» **TEXT FOR ANALYSIS**:
..........

November 13, 2015
Nut consumption has beneficial effects on glucose and insulin levels, according to the latest researches studying the relationship between the consumption of nuts and Type 2 Diabetes (T2D). The PREDIMED study has proven that following a Mediterranean diet, with 30 g of nuts a day, reduced the incidence of diabetes by 52% in people with high cardiovascular risk aged between 55 and 80 years, who were non-diabetic when the study began.
Two other researchers following this line have shown that two ounces (57 g) of nuts per day can improve insulin resistance. Researchers from the University of Toronto have performed a meta-analysis of 12 studies into the effects of nuts on health. They have found that consuming about two ounces of tree nuts per day significantly decreases triglycerides and fasting blood glucose and helps glycemic control in those patients with type 2 diabetes. Indeed, participants showed a mean decrease of glucose of 0.15 mmol/L after eight-weeks of tree nuts’ diets compared with control diets. This analysis also applies to patients with metabolic syndrome, a cluster of risk factors shown to be associated with an increased risk for T2D, cardiovascular disease and mortality.
In addition, researchers at the Human Nutrition Unit, from Rovira i Virgili University, have proven that the intake of two ounces (57 g) of pistachios per day has a significant effect: it decreases fasting glucose, and favors insulin and the homeostasis model assessment of insulin resistance.
This line of study has been followed by Dr. S. Gulati, from the Diabetes Foundation in India, who has shown that a diet containing pistachios may improve the cardiometabolic profile of those subjects suffering from metabolic syndrome. In fact, it has been shown to significantly reduce fasting blood glucose, total cholesterol and LDL cholesterol.
Currently, about 400 million people (more than 5% of the population) have T2D. It is estimated that by 2035 there will be almost 600 million people living with T2D and almost 900 million people with pre-diabetes, a silent state associated with a high risk of several deadly conditions including T2D, heart disease, hypertension, strokes and early death.

..........

» **PROBLEMS TO SOLVE**:
A: In the article on nuts and type 2 diabetes, by what percentage did the PREDIMED study's Mediterranean diet with 30 g of nuts a day reduce the incidence of diabetes?
B: Please translate this sentence from the article on nuts and type 2 diabetes into Spanish: "Researchers from the University of Toronto have performed a meta-analysis of 12 studies into the effects of nuts on health."

..........

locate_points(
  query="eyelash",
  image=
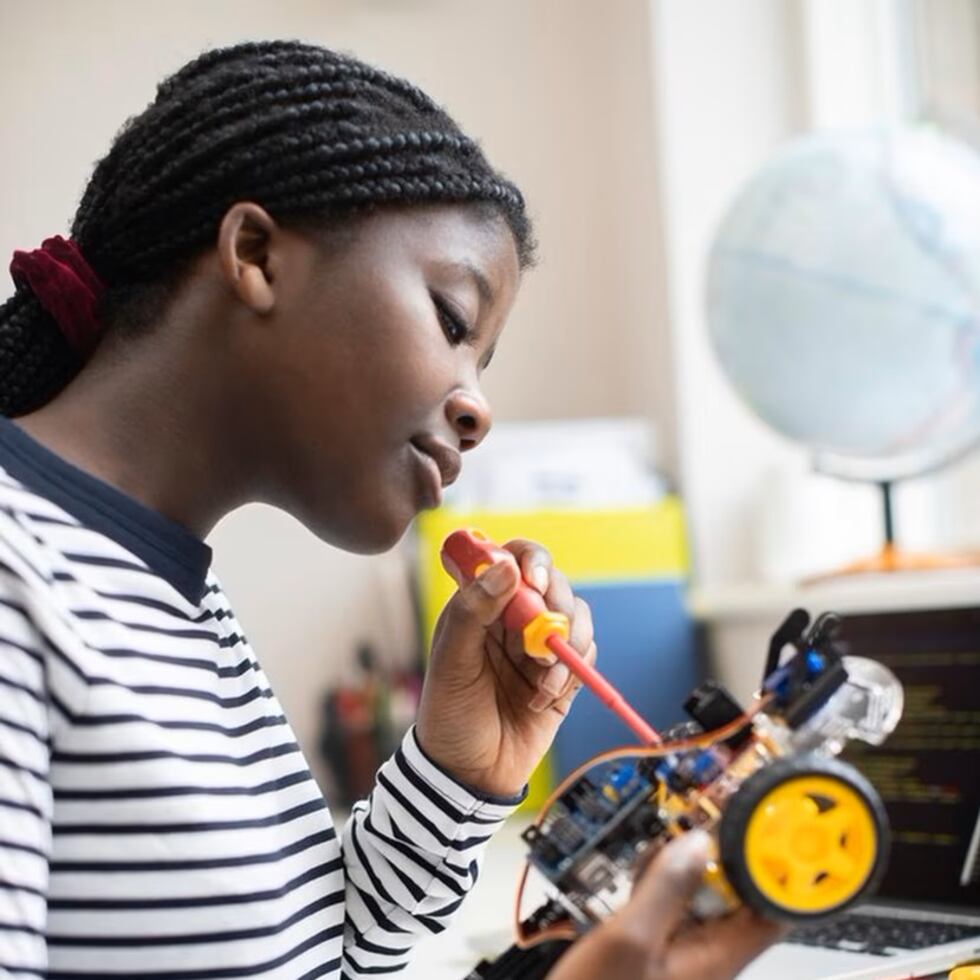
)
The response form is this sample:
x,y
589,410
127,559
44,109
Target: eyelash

..........

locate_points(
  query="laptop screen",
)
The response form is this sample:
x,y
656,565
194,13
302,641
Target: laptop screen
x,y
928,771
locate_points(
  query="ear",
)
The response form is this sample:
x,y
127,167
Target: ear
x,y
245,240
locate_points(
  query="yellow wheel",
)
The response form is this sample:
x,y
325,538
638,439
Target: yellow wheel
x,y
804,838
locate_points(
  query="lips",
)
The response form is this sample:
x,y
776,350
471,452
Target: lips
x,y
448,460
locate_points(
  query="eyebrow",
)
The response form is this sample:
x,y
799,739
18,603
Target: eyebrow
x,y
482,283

..........

» **RESULTS OF THE EXERCISE**:
A: By 52%.

B: Investigadores de la Universidad de Toronto han realizado un metaanálisis de 12 estudios sobre los efectos de los frutos secos en la salud.